EXERCISE BRIEF:
Whichever lines of the material contain "point", copy each of them.

[Opening SUPPLIED MATERIAL section]

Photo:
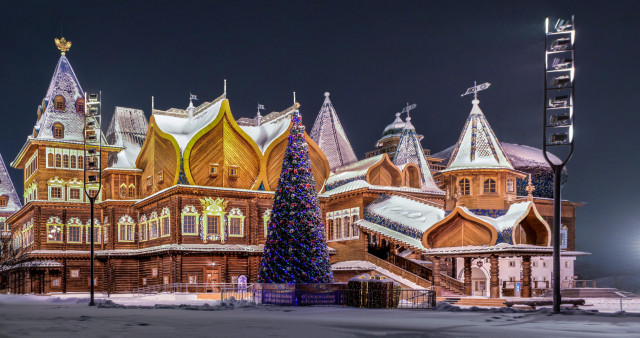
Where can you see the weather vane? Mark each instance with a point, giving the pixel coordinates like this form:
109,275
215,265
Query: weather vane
476,88
62,44
408,108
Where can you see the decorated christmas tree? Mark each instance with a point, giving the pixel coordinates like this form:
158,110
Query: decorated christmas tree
295,249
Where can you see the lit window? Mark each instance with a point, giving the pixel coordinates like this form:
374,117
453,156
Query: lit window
74,234
58,103
165,226
489,186
153,230
465,187
510,185
74,194
564,234
213,225
56,192
58,130
213,170
189,224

[Closing SUPPLIED MATERIAL section]

TASK ANSWER:
Where can you see the weather vane? Mark each instance with a point, giving the pixel coordinates like this form:
Where can you see the decorated christmas tree? Mark each instance with a point, giving the pixel coordinates like this form:
Where can you see the lit window? Mark each instance with a point, giving the pixel coordinates like this form:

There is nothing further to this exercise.